REQUIREMENT |
Go through the listing and write out all of it exactly.

DATA FOR THIS EXERCISE |

## start

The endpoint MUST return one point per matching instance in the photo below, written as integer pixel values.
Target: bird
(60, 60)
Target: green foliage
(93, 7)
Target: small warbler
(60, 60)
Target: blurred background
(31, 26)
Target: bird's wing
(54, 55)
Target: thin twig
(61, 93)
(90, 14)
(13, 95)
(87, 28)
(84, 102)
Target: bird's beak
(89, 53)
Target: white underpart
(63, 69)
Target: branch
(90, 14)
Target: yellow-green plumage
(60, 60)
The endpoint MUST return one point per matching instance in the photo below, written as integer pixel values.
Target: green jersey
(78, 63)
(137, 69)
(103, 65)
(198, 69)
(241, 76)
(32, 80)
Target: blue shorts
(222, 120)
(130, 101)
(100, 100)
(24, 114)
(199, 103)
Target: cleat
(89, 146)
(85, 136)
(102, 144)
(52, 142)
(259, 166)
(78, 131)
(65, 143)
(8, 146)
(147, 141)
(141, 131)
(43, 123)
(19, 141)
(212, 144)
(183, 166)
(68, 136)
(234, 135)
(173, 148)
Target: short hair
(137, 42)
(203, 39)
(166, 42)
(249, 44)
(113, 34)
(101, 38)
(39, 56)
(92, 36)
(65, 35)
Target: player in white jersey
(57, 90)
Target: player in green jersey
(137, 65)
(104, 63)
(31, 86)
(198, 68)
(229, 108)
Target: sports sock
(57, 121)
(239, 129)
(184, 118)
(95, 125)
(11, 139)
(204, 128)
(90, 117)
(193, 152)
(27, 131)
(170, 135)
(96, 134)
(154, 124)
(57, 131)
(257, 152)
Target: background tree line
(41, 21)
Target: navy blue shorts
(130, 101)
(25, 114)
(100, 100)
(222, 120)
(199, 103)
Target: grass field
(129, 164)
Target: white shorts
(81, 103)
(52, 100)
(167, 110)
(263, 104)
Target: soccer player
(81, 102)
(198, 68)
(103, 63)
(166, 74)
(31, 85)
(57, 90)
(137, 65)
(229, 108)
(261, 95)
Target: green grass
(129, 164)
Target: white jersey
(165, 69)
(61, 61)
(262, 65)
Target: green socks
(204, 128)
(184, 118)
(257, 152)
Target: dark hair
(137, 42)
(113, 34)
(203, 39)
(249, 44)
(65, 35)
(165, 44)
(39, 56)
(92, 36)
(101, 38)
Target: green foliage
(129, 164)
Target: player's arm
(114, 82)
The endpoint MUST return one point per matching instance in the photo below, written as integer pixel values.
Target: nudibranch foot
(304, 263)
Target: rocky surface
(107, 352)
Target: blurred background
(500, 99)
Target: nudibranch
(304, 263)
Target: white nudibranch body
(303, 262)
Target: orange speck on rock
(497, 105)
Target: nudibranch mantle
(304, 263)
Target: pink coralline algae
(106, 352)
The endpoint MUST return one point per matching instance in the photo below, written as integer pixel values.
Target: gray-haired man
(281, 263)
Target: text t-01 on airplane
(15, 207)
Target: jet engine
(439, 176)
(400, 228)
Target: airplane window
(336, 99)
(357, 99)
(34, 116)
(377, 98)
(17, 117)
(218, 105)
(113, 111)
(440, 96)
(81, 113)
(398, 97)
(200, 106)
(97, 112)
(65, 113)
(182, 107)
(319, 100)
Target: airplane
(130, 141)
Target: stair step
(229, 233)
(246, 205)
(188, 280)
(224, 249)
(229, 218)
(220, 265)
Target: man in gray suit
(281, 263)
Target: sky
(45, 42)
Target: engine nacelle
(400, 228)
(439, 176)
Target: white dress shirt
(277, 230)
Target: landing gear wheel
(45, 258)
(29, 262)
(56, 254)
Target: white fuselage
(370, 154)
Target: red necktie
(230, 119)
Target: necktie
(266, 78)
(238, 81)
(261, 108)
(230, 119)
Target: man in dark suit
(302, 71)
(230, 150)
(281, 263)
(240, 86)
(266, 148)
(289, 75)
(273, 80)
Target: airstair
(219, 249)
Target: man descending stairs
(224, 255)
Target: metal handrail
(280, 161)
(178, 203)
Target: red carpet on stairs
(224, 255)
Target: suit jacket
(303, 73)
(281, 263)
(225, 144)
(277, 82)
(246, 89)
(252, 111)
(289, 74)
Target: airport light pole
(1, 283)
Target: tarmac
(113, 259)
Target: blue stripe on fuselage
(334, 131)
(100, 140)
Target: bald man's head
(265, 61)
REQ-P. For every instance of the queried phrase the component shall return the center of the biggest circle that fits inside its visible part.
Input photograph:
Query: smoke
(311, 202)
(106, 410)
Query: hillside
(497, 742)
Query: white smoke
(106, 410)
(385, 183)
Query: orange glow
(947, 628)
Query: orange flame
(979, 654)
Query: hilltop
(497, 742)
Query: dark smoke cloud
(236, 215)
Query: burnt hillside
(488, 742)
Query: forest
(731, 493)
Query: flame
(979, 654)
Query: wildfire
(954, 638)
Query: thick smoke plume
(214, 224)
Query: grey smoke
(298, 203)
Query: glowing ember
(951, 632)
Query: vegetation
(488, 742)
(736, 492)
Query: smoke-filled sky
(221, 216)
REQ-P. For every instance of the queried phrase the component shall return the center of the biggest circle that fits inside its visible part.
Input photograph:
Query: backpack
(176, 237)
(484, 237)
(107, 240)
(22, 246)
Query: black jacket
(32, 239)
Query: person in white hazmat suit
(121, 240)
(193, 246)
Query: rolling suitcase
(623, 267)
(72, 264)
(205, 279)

## end

RESPONSE BELOW |
The endpoint MUST return one point per matching instance in the photo below, written as integer pixel values.
Target: bird
(60, 60)
Target: green foliage
(93, 7)
Target: small warbler
(60, 60)
Target: blurred background
(31, 26)
Target: bird's wing
(54, 55)
Target: thin twig
(61, 93)
(90, 14)
(13, 95)
(87, 28)
(84, 102)
Target: bird's beak
(89, 53)
Target: white underpart
(63, 69)
Target: branch
(90, 14)
Target: yellow-green plumage
(60, 60)
The endpoint MUST return one point per matching instance in the photo below, written as integer pixel values.
Target: green jersey
(78, 63)
(137, 69)
(103, 65)
(198, 69)
(241, 76)
(32, 80)
Target: blue shorts
(222, 120)
(130, 101)
(100, 100)
(24, 114)
(199, 103)
Target: cleat
(89, 146)
(85, 136)
(102, 144)
(52, 142)
(259, 166)
(78, 131)
(65, 143)
(8, 146)
(147, 141)
(141, 131)
(43, 123)
(19, 141)
(212, 144)
(183, 166)
(68, 136)
(234, 135)
(173, 148)
Target: short hair
(137, 42)
(203, 39)
(166, 42)
(249, 44)
(113, 34)
(101, 38)
(39, 56)
(92, 36)
(65, 35)
Target: player in white jersey
(57, 90)
Target: player in green jersey
(137, 65)
(104, 63)
(31, 86)
(198, 68)
(229, 108)
Target: sports sock
(57, 121)
(239, 129)
(184, 118)
(95, 125)
(11, 139)
(204, 128)
(90, 117)
(193, 152)
(27, 131)
(170, 135)
(96, 134)
(154, 124)
(57, 131)
(257, 152)
Target: background tree line
(41, 21)
Target: navy blue shorts
(130, 101)
(25, 114)
(100, 100)
(222, 120)
(199, 103)
Target: grass field
(129, 164)
Target: white shorts
(81, 103)
(52, 100)
(167, 110)
(263, 104)
Target: soccer player
(81, 102)
(198, 68)
(103, 63)
(166, 74)
(31, 85)
(57, 90)
(137, 65)
(229, 108)
(261, 95)
Target: green grass
(129, 164)
Target: white jersey
(165, 69)
(61, 61)
(262, 65)
Target: green socks
(204, 128)
(184, 118)
(257, 152)
Target: dark hair
(137, 42)
(113, 34)
(203, 39)
(249, 44)
(65, 35)
(165, 44)
(39, 56)
(92, 36)
(101, 38)
Target: green foliage
(129, 164)
Target: player's arm
(114, 82)
The endpoint MUST return one point per matching instance in the photo below, written as integer pixel values.
Target: nudibranch foot
(304, 263)
Target: rocky surface
(107, 352)
Target: blurred background
(500, 99)
Target: nudibranch
(304, 263)
Target: white nudibranch body
(303, 262)
Target: orange speck on rock
(497, 105)
Target: nudibranch mantle
(304, 263)
Target: pink coralline algae
(106, 352)
The endpoint MUST return one point per matching instance in the photo below, written as integer pixel values.
Target: gray-haired man
(281, 263)
Target: text t-01 on airplane
(15, 207)
Target: jet engine
(439, 176)
(400, 228)
Target: airplane window
(336, 99)
(357, 99)
(34, 116)
(377, 98)
(17, 117)
(218, 105)
(113, 111)
(440, 96)
(81, 113)
(398, 97)
(200, 106)
(97, 112)
(65, 113)
(182, 107)
(319, 100)
Target: airplane
(130, 141)
Target: stair step
(229, 233)
(246, 205)
(188, 280)
(224, 249)
(229, 218)
(220, 265)
Target: man in gray suit
(281, 263)
Target: sky
(45, 42)
Target: engine nacelle
(400, 228)
(439, 176)
Target: white dress shirt
(277, 230)
Target: landing gear wheel
(45, 258)
(29, 262)
(56, 254)
Target: white fuselage
(370, 154)
Target: red necktie
(230, 119)
Target: necktie
(266, 78)
(238, 81)
(261, 108)
(230, 119)
Target: man in dark suit
(302, 71)
(230, 150)
(281, 263)
(240, 86)
(266, 148)
(289, 75)
(273, 80)
Target: airstair
(219, 249)
Target: man descending stairs
(224, 255)
Target: metal handrail
(280, 161)
(178, 203)
Target: red carpet on stairs
(224, 255)
Target: suit jacket
(303, 73)
(281, 263)
(225, 144)
(277, 82)
(246, 89)
(252, 111)
(289, 74)
Target: airport light pole
(1, 283)
Target: tarmac
(113, 259)
Target: blue stripe on fuselage
(334, 131)
(100, 140)
Target: bald man's head
(265, 61)
REQ-P. For every instance of the queried phrase the component shall return the center of the biggest circle that fits inside its visible part.
Input photograph:
Query: smoke
(311, 202)
(106, 410)
Query: hillside
(497, 742)
Query: white smoke
(106, 410)
(385, 183)
Query: orange glow
(947, 628)
Query: orange flame
(979, 654)
Query: hilltop
(497, 742)
Query: dark smoke cloud
(236, 215)
Query: burnt hillside
(488, 742)
Query: forest
(731, 493)
Query: flame
(979, 654)
Query: wildfire
(954, 638)
Query: thick smoke plume
(214, 224)
Query: grey smoke
(298, 203)
Query: glowing ember
(951, 632)
Query: vegetation
(488, 742)
(736, 492)
Query: smoke-filled sky
(221, 216)
REQ-P. For every instance of the queried phrase the component shall return the center of the biggest circle that fits inside its visible part.
Input photograph:
Query: backpack
(176, 237)
(484, 237)
(107, 240)
(22, 246)
Query: black jacket
(32, 239)
Query: person in white hazmat suit
(121, 240)
(193, 246)
Query: rolling suitcase
(623, 267)
(72, 264)
(205, 279)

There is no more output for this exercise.